=== TASK INSTRUCTIONS ===
Rewrite the lines from the one containing "In[2]: # box the squirrel in this photo" through the final line, inclusive, with "box" changed to "outline" and nothing else altered.

=== Dataset entries ===
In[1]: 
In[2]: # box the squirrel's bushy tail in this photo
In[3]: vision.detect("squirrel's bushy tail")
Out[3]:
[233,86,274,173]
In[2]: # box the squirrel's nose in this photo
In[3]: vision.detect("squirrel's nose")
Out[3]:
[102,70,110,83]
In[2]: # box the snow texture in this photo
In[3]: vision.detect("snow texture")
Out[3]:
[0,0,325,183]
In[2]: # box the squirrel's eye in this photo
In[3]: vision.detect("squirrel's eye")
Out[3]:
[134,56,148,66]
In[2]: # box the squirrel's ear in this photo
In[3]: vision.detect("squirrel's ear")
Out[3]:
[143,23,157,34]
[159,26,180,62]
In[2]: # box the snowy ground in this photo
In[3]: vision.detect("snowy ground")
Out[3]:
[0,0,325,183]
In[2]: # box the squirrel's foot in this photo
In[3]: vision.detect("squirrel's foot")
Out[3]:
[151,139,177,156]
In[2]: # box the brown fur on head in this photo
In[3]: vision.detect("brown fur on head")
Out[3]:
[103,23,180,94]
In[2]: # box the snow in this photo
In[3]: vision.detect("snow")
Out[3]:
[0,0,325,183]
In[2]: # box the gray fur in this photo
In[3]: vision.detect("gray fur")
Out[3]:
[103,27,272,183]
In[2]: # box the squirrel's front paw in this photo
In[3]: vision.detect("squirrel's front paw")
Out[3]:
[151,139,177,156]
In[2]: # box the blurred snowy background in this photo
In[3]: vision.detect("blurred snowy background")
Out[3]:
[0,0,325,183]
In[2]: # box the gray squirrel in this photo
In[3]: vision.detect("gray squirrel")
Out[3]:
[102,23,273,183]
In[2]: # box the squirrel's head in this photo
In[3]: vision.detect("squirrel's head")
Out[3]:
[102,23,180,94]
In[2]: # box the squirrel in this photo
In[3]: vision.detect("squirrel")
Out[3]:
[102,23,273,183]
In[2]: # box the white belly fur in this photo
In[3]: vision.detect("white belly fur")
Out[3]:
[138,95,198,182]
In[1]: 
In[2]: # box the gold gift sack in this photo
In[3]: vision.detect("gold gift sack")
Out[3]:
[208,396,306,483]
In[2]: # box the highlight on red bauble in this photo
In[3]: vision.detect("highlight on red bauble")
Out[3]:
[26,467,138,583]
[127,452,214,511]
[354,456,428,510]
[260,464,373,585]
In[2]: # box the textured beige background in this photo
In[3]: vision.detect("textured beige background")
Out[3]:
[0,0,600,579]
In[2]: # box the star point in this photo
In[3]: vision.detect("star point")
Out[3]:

=== RESULT ===
In[2]: # outline the squirrel in this photo
In[3]: vision.detect("squirrel")
Out[3]:
[102,23,273,183]
In[2]: # outline the white belly fur in this photo
In[3]: vision.detect("white belly fur")
Out[3]:
[138,95,198,182]
In[1]: 
In[2]: # outline the gold gift sack in this photo
In[3]: vision.detect("gold gift sack")
Out[3]:
[208,396,306,483]
In[2]: # outline the highlight on red bauble in this photo
In[3]: vision.detect("highlight on red bauble")
Out[3]:
[26,467,138,583]
[127,452,214,511]
[354,456,428,510]
[260,464,373,585]
In[2]: # outline the textured beige background in this photo
In[3]: vision.detect("textured beige background")
Out[3]:
[0,0,600,579]
In[2]: # outline the star point in this photo
In[3]: vision.detect("star point")
Out[3]:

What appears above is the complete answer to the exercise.